### PASSAGE TO READ ###
Who was your best (or worst) elementary school teacher?
Submitted by Minnow.
Luckily, I was fortunate enough to have several good elementary school teachers; I could not even begin to choose the best of my first, second, third, fifth, and sixth grade teachers. They were all good people and good teachers from whom I learned to love and appreciate reading and creative writing as well as history and the social sciences.
My fourth grade teacher, however, used to put my name on the board because I did not pronounce my own name as he felt it should be pronounced. We had a very adversarial relationship. When I wanted to stay inside at lunch and read a book, he would force me to go outside and yet, when I wanted to go outside he would make fun of me, saying "You couldn't find a good enough book, huh?" before letting me go. He told me I had to be in the school play, in the role of Santa, even though I was chubby and shy and wanted to only play an elf. Then, when I had played Santa and all the other kids were telling me how funny and cool it was, he told me I should have done better.
What made it all the more painful was that he was not mean, or cruel, he was just inept. He had no idea how to deal with kids like me – shy, smart, and inclined to live inside my head. My mother, who was also an elementary school teacher, although at another school, and he were good friends. The summer before fourth grade, I had dog-sat for my teacher and really enjoyed it, as his dog was a lovable old basset hound that got on well with my own black lab. On the occasions I met my teacher that summer, before he went on vacation, and after when he picked up his dog, I really liked him too and was looking forward to being in his class.
### DATASET ROWS ###
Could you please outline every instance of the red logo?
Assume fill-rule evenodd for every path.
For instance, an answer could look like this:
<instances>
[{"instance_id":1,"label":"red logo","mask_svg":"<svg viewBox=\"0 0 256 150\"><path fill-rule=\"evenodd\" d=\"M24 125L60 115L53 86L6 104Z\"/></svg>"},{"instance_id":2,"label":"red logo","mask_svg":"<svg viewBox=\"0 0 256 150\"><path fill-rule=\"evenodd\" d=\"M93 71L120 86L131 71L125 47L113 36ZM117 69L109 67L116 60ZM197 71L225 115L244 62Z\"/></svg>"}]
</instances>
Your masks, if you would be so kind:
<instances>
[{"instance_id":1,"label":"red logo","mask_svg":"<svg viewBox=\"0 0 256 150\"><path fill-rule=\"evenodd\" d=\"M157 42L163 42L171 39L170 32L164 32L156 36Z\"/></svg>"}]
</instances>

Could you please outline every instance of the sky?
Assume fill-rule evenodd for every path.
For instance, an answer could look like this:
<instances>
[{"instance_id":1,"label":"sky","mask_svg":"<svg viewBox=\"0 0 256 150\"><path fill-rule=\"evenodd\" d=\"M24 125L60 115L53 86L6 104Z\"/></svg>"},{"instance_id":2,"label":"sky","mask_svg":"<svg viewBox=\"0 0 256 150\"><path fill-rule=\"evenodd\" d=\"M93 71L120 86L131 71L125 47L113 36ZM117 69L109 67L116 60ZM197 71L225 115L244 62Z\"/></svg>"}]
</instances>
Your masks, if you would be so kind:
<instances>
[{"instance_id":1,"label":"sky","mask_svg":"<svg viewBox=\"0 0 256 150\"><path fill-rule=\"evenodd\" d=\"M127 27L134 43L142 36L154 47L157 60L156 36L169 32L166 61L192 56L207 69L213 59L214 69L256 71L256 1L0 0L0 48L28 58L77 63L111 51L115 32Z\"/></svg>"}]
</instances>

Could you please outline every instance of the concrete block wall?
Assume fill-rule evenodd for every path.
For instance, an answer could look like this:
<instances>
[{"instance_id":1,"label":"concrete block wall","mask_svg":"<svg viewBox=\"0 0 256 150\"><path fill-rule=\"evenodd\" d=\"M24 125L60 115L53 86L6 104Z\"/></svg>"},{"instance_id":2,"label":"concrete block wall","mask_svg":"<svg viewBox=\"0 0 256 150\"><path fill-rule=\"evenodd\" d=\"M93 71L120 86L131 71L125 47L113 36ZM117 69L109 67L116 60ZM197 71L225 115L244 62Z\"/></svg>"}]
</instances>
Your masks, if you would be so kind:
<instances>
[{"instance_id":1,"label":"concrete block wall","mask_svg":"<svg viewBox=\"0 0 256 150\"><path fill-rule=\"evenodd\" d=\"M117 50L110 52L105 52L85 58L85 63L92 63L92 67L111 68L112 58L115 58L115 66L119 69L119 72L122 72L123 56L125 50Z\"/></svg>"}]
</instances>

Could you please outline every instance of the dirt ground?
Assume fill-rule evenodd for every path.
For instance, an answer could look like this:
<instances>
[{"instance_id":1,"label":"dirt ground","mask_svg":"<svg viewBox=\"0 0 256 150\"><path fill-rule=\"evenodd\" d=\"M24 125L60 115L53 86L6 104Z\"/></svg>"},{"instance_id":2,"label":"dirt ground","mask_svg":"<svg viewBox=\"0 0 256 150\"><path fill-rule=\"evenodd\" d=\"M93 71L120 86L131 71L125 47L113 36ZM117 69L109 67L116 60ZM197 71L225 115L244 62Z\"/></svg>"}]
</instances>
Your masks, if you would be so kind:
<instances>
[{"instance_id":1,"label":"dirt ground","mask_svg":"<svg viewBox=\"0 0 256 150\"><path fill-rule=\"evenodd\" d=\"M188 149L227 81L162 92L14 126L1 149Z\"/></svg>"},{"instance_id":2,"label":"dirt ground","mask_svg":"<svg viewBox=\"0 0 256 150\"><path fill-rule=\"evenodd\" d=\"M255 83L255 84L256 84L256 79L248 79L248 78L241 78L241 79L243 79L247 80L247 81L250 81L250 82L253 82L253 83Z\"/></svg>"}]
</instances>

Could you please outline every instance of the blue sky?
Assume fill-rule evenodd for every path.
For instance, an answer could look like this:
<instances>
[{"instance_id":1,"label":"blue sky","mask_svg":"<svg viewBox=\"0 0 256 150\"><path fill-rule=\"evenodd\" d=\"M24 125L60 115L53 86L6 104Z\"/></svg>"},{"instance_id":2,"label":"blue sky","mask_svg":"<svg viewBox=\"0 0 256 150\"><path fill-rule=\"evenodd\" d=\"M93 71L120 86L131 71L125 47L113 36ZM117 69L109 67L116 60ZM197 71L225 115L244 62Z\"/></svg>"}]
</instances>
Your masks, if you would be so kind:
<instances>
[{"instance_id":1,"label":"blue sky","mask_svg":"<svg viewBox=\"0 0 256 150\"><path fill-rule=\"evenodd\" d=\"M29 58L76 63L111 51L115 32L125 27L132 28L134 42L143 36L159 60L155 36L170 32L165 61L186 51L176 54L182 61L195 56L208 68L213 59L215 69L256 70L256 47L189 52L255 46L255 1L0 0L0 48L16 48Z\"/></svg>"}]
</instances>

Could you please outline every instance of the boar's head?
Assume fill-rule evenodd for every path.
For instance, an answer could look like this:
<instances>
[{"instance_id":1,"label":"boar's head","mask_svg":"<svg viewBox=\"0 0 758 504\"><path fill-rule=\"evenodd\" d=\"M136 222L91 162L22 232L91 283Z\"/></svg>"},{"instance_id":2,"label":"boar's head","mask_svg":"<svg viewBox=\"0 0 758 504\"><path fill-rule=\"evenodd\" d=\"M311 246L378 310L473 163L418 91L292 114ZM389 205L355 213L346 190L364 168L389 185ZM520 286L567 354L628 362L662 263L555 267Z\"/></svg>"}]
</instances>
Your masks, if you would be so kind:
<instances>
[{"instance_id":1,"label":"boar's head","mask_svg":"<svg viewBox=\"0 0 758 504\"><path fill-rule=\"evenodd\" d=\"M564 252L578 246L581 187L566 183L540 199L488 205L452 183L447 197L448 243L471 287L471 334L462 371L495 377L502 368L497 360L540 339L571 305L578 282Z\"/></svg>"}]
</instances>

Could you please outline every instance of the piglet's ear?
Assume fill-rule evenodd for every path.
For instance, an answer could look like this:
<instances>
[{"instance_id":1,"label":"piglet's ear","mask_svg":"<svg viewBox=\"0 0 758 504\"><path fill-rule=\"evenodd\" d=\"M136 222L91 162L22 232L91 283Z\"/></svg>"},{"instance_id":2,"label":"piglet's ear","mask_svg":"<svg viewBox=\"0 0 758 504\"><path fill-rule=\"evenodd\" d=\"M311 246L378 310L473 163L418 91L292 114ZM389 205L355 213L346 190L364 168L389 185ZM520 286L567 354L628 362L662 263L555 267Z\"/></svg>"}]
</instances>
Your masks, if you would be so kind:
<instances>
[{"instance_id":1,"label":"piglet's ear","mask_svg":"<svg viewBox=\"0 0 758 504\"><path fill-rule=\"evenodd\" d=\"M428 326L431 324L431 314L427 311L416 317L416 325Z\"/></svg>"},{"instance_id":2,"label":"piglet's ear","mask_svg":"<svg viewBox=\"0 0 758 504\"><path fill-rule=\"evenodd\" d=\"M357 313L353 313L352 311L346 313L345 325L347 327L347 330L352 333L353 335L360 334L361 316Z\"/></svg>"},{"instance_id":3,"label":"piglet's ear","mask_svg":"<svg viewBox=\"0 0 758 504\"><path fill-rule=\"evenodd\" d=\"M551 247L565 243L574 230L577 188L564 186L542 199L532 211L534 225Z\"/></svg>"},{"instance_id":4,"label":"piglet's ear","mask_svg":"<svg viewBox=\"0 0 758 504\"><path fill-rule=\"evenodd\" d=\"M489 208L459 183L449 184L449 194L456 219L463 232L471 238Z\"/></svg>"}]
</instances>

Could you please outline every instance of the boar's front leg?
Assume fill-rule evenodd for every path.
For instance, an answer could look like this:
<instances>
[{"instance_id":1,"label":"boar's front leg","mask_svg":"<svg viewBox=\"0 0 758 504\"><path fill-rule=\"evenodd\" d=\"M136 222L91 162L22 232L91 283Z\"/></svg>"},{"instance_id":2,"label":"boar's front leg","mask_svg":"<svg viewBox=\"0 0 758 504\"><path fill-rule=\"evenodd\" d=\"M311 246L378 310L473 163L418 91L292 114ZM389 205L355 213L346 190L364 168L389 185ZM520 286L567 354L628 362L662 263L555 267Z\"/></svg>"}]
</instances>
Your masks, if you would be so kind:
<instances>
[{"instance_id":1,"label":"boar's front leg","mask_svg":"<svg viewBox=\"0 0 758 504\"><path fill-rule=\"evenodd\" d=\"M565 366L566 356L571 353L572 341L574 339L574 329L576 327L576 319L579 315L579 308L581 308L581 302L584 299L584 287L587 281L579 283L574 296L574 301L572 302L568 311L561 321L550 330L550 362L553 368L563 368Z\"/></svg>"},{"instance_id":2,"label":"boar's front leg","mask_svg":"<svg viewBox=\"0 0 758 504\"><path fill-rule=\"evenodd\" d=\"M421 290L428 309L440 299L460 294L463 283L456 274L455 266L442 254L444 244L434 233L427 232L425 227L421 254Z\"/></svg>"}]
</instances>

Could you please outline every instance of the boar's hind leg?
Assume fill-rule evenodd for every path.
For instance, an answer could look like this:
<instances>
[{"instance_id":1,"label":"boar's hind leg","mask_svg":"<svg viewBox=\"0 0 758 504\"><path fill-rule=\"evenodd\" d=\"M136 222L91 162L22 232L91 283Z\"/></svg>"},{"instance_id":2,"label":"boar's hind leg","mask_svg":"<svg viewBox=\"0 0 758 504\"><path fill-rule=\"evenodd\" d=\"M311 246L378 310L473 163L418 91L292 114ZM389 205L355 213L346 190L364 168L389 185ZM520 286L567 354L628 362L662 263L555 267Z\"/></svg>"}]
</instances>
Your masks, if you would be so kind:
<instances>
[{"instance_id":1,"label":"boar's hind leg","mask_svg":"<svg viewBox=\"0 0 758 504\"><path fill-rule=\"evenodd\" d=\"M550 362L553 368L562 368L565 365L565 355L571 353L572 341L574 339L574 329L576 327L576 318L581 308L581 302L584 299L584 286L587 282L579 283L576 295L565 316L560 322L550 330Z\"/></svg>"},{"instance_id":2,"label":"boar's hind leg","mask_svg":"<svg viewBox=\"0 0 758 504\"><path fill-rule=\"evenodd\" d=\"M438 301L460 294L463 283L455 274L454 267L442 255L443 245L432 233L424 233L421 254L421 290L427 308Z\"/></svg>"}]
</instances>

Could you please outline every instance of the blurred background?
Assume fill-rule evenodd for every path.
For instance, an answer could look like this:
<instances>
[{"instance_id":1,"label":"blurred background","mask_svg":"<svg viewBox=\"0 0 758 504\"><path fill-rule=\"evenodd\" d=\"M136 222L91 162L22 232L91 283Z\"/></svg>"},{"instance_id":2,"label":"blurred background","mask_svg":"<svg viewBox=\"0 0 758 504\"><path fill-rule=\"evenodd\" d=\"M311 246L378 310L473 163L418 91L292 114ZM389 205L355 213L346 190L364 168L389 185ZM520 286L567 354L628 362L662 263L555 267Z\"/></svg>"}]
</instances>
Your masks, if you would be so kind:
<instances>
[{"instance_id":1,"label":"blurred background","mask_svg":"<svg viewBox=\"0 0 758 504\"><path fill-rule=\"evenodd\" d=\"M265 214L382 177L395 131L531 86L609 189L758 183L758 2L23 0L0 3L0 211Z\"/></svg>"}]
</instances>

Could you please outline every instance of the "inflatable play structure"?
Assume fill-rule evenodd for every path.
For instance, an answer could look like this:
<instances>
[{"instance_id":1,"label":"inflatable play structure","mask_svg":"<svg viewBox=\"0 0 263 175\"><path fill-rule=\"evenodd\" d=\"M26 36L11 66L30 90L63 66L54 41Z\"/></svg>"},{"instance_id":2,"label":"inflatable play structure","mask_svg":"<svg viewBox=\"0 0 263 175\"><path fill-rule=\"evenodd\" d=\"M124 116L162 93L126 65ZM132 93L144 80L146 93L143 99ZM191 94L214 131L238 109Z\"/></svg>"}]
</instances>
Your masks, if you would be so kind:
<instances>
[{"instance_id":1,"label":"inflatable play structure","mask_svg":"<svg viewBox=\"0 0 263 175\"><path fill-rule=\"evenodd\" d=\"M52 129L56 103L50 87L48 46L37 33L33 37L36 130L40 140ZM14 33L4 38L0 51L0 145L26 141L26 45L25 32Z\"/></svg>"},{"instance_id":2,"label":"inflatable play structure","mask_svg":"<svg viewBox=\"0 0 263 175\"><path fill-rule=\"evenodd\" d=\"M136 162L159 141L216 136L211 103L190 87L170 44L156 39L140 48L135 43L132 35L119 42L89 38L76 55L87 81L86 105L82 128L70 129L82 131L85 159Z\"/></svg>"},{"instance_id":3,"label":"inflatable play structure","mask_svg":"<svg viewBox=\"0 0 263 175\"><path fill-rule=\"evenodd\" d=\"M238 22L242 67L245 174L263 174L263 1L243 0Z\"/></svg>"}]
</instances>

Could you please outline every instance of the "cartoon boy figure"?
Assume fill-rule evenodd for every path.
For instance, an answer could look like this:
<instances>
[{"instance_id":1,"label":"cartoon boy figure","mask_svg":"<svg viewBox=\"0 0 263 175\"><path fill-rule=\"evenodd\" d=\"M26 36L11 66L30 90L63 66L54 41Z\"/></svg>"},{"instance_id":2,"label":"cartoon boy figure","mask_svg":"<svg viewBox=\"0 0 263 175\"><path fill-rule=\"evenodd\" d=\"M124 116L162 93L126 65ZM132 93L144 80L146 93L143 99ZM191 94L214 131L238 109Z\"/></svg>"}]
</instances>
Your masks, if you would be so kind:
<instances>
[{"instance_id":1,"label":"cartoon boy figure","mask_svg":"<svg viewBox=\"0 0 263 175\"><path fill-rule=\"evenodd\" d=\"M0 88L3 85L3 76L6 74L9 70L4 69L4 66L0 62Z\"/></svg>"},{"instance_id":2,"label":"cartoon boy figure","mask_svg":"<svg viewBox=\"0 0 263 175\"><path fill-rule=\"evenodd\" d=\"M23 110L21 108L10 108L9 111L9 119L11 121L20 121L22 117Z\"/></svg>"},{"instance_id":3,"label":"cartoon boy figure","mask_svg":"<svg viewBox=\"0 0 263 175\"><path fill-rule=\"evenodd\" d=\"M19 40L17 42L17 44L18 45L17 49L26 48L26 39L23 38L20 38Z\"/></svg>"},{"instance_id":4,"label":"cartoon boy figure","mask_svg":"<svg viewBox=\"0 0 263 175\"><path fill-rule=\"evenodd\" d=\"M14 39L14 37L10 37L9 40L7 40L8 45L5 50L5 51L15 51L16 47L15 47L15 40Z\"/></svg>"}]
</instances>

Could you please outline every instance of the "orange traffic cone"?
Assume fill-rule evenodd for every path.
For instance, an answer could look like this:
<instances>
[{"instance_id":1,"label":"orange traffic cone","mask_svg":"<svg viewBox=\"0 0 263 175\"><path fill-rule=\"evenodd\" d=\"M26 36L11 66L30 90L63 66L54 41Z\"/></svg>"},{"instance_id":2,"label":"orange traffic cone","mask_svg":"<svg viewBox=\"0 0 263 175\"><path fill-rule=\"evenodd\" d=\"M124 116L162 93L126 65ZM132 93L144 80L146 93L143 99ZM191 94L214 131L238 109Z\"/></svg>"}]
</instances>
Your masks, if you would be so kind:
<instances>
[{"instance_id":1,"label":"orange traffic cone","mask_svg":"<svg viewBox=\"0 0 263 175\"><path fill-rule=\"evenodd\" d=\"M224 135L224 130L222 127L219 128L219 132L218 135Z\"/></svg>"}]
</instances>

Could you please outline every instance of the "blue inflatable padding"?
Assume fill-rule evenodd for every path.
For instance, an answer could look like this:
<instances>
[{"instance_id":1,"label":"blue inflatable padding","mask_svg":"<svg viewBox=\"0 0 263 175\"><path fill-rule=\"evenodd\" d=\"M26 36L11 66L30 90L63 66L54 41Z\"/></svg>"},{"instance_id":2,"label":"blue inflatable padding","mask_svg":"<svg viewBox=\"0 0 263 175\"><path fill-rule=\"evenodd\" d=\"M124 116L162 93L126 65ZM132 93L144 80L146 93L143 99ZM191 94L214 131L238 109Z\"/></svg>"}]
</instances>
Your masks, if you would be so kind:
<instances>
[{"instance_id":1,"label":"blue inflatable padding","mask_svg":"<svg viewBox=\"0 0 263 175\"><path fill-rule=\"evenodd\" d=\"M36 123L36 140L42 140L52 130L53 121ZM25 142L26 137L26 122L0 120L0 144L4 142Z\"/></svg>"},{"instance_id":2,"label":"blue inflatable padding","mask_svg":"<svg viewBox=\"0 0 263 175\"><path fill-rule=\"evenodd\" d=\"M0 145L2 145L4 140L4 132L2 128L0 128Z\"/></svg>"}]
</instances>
###
WORK INSTRUCTIONS:
(a) Answer these questions about the essay on elementary school teachers, one answer per line:
(i) Why did the fourth grade teacher put the writer's name on the board?
(ii) What role was the writer made to take in the school play?
(iii) What breed was the teacher's dog?
(b) List every grade that the essay on elementary school teachers names among those whose teachers the writer could not choose between as the best.
The records are separate material from the essay.

TASK RESPONSES:
(a)
(i) The writer did not pronounce their own name as he felt it should be pronounced.
(ii) Santa.
(iii) A basset hound.

(b) First, second, third, fifth, and sixth grade.